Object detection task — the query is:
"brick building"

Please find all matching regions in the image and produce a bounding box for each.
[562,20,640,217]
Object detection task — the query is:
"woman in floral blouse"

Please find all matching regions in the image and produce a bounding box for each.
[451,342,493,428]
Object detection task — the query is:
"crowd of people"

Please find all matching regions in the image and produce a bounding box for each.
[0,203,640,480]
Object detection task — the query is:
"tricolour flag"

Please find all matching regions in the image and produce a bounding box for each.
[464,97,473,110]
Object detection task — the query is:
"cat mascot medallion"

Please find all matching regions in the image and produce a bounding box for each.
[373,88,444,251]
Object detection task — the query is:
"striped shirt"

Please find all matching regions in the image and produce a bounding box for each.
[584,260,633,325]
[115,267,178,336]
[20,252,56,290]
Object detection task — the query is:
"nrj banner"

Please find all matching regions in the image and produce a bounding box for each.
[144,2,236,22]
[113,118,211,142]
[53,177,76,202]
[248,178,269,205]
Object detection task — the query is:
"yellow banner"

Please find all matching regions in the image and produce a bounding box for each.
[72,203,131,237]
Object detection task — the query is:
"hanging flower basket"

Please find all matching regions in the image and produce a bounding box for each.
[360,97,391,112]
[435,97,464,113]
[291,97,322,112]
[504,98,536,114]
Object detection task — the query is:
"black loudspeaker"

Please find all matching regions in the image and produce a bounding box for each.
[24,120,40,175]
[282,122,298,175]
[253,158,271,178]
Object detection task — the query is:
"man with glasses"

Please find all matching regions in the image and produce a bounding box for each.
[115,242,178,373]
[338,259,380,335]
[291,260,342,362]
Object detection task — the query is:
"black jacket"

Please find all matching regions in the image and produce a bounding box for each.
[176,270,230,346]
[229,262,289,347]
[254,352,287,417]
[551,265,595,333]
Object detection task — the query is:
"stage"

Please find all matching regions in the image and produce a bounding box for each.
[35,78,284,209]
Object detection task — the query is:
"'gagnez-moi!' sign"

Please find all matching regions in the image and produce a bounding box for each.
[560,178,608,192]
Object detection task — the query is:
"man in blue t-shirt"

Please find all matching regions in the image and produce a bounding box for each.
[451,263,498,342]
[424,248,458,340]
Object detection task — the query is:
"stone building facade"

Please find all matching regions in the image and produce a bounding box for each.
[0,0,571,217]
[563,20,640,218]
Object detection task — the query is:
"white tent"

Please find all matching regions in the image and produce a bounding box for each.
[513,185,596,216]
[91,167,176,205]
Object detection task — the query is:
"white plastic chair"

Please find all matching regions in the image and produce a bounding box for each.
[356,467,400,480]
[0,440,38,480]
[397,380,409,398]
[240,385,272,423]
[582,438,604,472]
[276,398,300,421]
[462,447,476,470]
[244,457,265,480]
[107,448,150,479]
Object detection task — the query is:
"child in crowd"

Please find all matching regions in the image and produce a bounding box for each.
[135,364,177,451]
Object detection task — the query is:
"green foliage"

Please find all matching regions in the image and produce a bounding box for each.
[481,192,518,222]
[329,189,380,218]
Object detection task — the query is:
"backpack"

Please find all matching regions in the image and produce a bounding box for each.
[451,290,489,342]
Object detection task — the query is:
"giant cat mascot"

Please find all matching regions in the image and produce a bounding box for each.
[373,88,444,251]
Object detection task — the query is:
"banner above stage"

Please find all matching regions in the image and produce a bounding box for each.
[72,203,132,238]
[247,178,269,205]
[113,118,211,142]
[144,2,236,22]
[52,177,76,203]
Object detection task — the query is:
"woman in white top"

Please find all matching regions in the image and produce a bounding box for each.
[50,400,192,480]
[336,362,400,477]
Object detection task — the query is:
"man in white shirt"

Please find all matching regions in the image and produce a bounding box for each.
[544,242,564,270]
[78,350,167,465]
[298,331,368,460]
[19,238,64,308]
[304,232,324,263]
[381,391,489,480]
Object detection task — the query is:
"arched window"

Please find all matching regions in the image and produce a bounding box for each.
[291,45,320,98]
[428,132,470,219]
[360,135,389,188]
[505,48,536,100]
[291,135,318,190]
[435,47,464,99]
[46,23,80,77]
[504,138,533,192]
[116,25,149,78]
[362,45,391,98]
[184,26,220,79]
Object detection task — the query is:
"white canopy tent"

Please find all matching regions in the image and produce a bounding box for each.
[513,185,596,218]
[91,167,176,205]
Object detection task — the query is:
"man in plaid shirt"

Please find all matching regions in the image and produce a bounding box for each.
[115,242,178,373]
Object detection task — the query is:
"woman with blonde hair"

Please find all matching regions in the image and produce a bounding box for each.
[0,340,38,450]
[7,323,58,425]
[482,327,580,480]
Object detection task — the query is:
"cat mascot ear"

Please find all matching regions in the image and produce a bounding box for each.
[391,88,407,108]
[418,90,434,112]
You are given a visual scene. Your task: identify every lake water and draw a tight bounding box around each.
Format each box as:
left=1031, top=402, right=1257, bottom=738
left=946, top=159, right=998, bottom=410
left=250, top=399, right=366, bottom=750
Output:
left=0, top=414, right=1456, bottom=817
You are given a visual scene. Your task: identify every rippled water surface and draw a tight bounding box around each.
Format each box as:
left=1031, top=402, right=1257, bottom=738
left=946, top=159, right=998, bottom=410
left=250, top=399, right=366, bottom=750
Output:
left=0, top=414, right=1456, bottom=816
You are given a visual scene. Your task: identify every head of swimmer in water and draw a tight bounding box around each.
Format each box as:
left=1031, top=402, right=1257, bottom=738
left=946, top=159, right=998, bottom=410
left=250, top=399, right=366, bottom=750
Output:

#####

**AIM OF THE EXERCISE**
Show every line in the records that contains the word "mascot".

**EXPECTED OUTPUT**
"cat mascot medallion"
"giant cat mascot"
"cat mascot ear"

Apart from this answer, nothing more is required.